» Data:
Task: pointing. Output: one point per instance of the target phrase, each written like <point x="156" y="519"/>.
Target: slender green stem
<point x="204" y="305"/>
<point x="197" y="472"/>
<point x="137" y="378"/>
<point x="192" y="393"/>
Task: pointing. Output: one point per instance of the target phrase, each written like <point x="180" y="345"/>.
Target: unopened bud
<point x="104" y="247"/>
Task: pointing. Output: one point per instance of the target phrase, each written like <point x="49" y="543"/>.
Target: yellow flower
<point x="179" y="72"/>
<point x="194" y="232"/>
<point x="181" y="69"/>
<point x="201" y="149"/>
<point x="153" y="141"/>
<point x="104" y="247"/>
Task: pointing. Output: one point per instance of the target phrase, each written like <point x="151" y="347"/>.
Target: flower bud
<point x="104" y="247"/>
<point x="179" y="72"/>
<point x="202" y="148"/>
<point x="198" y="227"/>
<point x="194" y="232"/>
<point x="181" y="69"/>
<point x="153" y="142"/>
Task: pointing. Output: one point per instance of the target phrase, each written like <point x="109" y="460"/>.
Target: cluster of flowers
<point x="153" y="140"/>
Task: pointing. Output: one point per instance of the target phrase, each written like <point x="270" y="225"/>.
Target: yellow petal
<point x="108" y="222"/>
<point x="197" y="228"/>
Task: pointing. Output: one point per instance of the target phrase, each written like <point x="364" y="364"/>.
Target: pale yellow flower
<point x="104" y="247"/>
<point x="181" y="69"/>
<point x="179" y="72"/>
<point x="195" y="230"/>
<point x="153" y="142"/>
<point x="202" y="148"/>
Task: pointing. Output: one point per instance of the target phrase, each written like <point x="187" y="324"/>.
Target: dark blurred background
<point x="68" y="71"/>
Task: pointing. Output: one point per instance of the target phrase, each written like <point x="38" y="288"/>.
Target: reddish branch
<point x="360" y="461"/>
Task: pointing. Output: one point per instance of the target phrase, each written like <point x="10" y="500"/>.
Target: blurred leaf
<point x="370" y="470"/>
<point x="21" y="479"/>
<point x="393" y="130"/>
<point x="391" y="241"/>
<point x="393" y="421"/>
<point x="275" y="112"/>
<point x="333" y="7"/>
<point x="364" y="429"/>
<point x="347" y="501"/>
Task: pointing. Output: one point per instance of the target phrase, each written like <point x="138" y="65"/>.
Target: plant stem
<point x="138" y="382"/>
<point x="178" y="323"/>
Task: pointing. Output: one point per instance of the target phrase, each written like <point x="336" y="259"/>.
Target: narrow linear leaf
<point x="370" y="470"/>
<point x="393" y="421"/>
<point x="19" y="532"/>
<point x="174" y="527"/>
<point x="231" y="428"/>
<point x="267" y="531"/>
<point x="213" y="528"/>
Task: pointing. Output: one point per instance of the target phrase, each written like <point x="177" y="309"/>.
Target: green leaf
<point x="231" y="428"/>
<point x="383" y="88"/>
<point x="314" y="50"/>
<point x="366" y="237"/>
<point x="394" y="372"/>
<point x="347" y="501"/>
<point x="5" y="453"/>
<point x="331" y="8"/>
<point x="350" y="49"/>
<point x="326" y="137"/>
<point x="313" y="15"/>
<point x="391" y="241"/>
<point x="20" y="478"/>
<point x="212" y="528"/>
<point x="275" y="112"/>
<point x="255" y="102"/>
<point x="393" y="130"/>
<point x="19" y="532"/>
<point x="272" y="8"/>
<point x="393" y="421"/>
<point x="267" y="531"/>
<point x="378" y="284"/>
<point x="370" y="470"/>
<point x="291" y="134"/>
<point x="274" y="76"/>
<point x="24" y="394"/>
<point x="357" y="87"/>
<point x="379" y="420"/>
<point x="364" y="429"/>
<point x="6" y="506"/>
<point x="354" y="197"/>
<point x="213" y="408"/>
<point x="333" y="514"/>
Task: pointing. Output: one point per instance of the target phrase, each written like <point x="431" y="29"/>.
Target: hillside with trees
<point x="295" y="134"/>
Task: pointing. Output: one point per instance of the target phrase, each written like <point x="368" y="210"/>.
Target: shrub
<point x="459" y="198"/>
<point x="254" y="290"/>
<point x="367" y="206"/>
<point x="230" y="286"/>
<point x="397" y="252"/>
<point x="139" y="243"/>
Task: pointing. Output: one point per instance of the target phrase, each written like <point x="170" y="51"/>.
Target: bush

» Exercise task:
Write out every entry exactly as given.

» The solution:
Task: pointing. Output: one point per instance of the target phrase, each written like <point x="156" y="519"/>.
Target: slender green stem
<point x="204" y="305"/>
<point x="197" y="472"/>
<point x="137" y="378"/>
<point x="192" y="393"/>
Task: pointing. Output: one point per instance of the target phrase, each written like <point x="180" y="345"/>.
Target: unopened bud
<point x="104" y="247"/>
Task: pointing. Output: one point per instance of the target phrase, each written like <point x="49" y="543"/>.
Target: yellow flower
<point x="179" y="72"/>
<point x="194" y="232"/>
<point x="181" y="69"/>
<point x="201" y="149"/>
<point x="153" y="141"/>
<point x="104" y="247"/>
Task: pointing. Output: one point per instance of the target phrase, each written like <point x="151" y="347"/>.
Target: flower bud
<point x="104" y="247"/>
<point x="179" y="72"/>
<point x="202" y="148"/>
<point x="198" y="227"/>
<point x="194" y="232"/>
<point x="181" y="69"/>
<point x="153" y="142"/>
Task: pointing. Output: one point per instance of the target phrase, each written like <point x="109" y="460"/>.
Target: cluster of flowers
<point x="153" y="140"/>
Task: pointing. Output: one point per instance of the target phrase, each written like <point x="270" y="225"/>.
Target: yellow petal
<point x="108" y="222"/>
<point x="197" y="228"/>
Task: pointing. Output: one point per instance of the target phrase, each written like <point x="364" y="364"/>.
Target: pale yellow flower
<point x="104" y="247"/>
<point x="181" y="69"/>
<point x="179" y="72"/>
<point x="195" y="230"/>
<point x="153" y="142"/>
<point x="202" y="148"/>
Task: pointing. Output: one point per instance of the target phrase, each written like <point x="187" y="324"/>.
Target: dark blurred background
<point x="68" y="71"/>
Task: pointing. Output: one point per instance of the target phrase, each written like <point x="38" y="288"/>.
Target: reddish branch
<point x="360" y="461"/>
Task: pointing. Output: one point per instance of the target phrase, each written like <point x="10" y="500"/>.
Target: blurred leaf
<point x="370" y="470"/>
<point x="21" y="479"/>
<point x="393" y="130"/>
<point x="391" y="241"/>
<point x="393" y="421"/>
<point x="275" y="112"/>
<point x="333" y="7"/>
<point x="364" y="429"/>
<point x="347" y="501"/>
Task: pointing. Output: one point per instance of the target phrase, each written like <point x="138" y="65"/>.
Target: plant stem
<point x="138" y="382"/>
<point x="178" y="323"/>
Task: pointing. Output: one point per instance of the target phrase, each written like <point x="336" y="259"/>.
Target: narrow linear leaf
<point x="370" y="470"/>
<point x="393" y="421"/>
<point x="19" y="532"/>
<point x="174" y="527"/>
<point x="231" y="428"/>
<point x="267" y="531"/>
<point x="213" y="528"/>
Task: pointing. Output: one point per instance of the target phrase, each written like <point x="177" y="309"/>.
Target: green leaf
<point x="231" y="428"/>
<point x="383" y="88"/>
<point x="314" y="50"/>
<point x="366" y="237"/>
<point x="394" y="372"/>
<point x="347" y="501"/>
<point x="5" y="453"/>
<point x="331" y="8"/>
<point x="350" y="49"/>
<point x="326" y="137"/>
<point x="313" y="15"/>
<point x="391" y="241"/>
<point x="20" y="478"/>
<point x="212" y="528"/>
<point x="275" y="112"/>
<point x="255" y="102"/>
<point x="393" y="130"/>
<point x="19" y="532"/>
<point x="272" y="8"/>
<point x="393" y="421"/>
<point x="267" y="531"/>
<point x="378" y="284"/>
<point x="370" y="470"/>
<point x="291" y="134"/>
<point x="274" y="76"/>
<point x="24" y="394"/>
<point x="357" y="87"/>
<point x="379" y="420"/>
<point x="364" y="429"/>
<point x="6" y="506"/>
<point x="354" y="197"/>
<point x="213" y="408"/>
<point x="333" y="514"/>
Task: pointing. Output: one point per instance of the target phrase, each written like <point x="431" y="29"/>.
Target: hillside with trees
<point x="295" y="134"/>
Task: pointing. Output: one point per instance of the target phrase, each written like <point x="368" y="210"/>.
Target: shrub
<point x="459" y="198"/>
<point x="254" y="290"/>
<point x="367" y="206"/>
<point x="230" y="286"/>
<point x="397" y="252"/>
<point x="139" y="243"/>
Task: pointing. Output: one point per instance of the target phrase, each written like <point x="170" y="51"/>.
Target: bush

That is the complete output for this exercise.